• _Extract_
————
# Citron fruit jar



## poorjodie (Dec 27, 2006)

I have seen everything from green to amber listed as being citron. I have a beautiful honey colored MASON quart that has the slightest hint of green. To me it looks citron but reguardless of the color it is unlist in RB9.
 So what color is it?

 Larry


----------



## annie44 (Dec 27, 2006)

I would need to see a bit more green before I would call that citron- but I don't think you're far off.  I would call that color honey amber, or light golden amber.  If you took some more pictures in different light, it might show the "hint of green" that you are seeing more.  

 Just my opinion!


----------



## cookie (Dec 27, 2006)

Larry  and Cindy- I've been told that this jar is citron-it's a tough color to pin down -The HOOSIER JAR- ebay name-[on his website]has best color identification anywhere-John


----------



## annie44 (Dec 27, 2006)

John,
 I agree that your jar is citron.  I think the Bunker Hill pickle bottle on the far left is citron, too.


----------



## annie44 (Dec 27, 2006)

What color would you call the crown top on the right?


----------



## poorjodie (Dec 28, 2006)

What is this quart Mason in honey amber or citron worth? It isn't listed in RB9.


----------



## cookie (Dec 29, 2006)
————
• _Material supplied_

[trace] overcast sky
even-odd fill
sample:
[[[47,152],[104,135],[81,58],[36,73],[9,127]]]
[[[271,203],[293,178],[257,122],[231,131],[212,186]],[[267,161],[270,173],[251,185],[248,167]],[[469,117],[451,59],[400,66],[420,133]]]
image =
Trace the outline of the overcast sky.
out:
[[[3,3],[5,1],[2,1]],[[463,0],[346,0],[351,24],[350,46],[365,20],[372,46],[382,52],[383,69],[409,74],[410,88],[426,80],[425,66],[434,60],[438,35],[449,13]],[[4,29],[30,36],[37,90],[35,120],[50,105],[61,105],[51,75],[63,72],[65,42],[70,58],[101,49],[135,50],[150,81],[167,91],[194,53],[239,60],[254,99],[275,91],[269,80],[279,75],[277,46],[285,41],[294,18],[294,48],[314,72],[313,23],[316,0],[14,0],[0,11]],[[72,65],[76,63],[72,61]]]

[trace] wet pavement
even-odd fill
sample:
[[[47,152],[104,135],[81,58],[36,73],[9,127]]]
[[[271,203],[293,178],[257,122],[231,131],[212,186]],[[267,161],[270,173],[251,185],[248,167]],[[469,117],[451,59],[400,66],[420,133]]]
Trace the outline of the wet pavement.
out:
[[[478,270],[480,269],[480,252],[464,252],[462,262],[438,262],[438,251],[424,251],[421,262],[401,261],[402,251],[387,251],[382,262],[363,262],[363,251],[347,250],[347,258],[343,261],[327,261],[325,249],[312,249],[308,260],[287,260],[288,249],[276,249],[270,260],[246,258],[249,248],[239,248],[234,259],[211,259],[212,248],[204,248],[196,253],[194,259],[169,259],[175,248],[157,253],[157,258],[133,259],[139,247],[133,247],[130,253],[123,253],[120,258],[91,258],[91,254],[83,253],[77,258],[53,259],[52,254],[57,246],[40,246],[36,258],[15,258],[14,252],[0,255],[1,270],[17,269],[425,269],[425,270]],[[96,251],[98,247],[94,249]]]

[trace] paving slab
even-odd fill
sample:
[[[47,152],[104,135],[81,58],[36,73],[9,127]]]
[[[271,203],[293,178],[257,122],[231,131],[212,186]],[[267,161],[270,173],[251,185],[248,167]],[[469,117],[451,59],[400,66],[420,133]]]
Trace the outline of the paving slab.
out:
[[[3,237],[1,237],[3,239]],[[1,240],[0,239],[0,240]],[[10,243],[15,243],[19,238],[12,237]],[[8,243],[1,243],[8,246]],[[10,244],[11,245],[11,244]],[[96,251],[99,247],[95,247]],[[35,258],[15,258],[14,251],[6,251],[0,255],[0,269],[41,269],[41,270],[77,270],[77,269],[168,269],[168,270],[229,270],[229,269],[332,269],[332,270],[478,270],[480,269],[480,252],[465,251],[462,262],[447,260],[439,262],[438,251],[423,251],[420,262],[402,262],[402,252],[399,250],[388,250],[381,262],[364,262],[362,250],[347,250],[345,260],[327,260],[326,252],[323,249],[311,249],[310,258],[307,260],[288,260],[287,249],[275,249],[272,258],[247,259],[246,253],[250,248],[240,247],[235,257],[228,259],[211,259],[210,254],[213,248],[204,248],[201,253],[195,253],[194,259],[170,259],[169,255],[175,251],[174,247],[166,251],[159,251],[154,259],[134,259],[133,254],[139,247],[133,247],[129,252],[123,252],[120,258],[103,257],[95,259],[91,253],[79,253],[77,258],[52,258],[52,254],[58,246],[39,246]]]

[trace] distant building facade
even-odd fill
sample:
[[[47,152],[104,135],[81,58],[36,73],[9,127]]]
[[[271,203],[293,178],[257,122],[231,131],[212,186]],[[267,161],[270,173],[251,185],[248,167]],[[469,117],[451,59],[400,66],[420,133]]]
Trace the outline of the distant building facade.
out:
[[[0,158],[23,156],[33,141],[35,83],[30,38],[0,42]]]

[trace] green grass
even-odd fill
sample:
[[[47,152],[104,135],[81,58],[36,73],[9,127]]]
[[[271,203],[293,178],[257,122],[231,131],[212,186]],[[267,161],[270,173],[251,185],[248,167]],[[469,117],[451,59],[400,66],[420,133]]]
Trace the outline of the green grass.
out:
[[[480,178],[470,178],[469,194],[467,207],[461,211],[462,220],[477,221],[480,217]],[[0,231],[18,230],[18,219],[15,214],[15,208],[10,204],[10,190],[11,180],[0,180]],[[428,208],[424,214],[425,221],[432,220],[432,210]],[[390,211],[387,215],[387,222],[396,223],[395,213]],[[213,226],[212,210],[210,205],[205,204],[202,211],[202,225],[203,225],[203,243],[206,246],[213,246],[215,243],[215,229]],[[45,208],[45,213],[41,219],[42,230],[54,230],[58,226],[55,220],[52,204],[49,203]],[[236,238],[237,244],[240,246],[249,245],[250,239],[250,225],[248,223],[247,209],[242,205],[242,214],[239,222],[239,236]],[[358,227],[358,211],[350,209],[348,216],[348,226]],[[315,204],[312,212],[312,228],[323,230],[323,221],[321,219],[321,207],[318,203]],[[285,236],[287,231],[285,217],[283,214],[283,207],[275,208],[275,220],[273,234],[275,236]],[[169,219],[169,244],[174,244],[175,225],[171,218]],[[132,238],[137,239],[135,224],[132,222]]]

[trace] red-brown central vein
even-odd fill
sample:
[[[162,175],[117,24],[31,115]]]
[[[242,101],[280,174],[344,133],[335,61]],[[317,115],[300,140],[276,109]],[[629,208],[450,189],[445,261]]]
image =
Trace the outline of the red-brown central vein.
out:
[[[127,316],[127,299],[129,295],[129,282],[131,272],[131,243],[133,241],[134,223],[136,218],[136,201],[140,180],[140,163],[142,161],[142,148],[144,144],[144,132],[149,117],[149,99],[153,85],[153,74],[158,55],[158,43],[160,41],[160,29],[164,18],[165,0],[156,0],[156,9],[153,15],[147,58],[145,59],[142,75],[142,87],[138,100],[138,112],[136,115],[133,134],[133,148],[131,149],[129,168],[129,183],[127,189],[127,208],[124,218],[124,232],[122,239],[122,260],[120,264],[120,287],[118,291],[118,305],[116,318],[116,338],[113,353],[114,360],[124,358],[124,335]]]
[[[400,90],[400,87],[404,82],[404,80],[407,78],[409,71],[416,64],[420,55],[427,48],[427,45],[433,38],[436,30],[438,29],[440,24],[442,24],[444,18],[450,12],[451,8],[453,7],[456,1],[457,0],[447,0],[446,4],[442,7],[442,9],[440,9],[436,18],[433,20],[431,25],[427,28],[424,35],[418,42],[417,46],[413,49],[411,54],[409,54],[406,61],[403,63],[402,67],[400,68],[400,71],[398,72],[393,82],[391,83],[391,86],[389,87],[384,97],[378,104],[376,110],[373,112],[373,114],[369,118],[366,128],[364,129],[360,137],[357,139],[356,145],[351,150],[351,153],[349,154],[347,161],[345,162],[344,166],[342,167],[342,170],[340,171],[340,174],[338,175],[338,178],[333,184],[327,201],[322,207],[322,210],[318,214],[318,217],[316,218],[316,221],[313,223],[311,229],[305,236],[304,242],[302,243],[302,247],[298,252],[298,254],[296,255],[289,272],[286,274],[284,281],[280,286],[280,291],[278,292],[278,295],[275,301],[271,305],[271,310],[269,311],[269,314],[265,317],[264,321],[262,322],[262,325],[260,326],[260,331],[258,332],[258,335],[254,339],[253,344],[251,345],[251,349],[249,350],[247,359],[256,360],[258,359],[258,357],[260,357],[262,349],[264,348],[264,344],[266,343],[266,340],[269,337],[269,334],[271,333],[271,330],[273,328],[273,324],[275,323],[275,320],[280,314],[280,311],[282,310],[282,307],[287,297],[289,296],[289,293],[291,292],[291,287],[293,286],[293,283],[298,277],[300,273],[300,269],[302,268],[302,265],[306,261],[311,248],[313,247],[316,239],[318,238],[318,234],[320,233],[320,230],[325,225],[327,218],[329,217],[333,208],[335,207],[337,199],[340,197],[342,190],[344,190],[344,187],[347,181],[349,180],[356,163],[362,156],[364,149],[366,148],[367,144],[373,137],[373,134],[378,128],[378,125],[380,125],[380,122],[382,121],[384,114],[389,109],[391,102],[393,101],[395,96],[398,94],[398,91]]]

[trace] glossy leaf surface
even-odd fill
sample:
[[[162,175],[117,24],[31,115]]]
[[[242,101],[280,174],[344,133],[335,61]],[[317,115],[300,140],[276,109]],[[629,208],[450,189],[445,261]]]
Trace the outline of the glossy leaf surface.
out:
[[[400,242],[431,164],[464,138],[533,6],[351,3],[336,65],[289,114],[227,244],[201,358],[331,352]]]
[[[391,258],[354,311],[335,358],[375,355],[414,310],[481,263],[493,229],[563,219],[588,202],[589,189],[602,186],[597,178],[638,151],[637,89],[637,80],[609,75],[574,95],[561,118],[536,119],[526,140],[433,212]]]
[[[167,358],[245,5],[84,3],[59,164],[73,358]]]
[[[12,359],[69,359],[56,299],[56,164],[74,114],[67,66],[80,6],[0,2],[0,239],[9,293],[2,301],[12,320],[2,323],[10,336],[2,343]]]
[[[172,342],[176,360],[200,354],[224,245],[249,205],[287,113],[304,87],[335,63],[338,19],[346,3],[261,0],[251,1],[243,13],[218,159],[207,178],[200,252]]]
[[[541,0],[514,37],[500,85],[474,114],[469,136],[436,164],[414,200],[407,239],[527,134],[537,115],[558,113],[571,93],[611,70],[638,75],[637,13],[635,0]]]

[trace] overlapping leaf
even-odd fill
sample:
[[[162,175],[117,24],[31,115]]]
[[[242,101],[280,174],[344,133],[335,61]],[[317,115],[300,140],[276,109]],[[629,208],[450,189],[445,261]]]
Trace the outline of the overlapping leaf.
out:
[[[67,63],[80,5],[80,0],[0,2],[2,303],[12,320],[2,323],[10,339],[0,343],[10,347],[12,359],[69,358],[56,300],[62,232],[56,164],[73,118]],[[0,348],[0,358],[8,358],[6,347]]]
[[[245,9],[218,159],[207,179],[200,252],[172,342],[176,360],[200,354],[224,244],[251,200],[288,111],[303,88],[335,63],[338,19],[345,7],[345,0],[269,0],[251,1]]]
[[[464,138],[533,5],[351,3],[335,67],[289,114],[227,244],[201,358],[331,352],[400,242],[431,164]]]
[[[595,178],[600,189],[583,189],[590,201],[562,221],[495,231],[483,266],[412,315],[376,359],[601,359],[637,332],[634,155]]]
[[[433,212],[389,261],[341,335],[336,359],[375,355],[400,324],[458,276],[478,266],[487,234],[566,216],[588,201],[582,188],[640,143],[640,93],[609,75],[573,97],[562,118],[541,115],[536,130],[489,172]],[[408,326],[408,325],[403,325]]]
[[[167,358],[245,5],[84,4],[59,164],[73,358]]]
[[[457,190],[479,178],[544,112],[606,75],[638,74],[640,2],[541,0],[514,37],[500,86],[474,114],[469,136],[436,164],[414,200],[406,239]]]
————
• _What you should do_
Transcribe the passage from the thread on the citron fruit jar, starting with "I would need" and going on through "are seeing more.". None of the items is required for what follows.

• _Result for this exercise_
I would need to see a bit more green before I would call that citron- but I don't think you're far off.  I would call that color honey amber, or light golden amber.  If you took some more pictures in different light, it might show the "hint of green" that you are seeing more.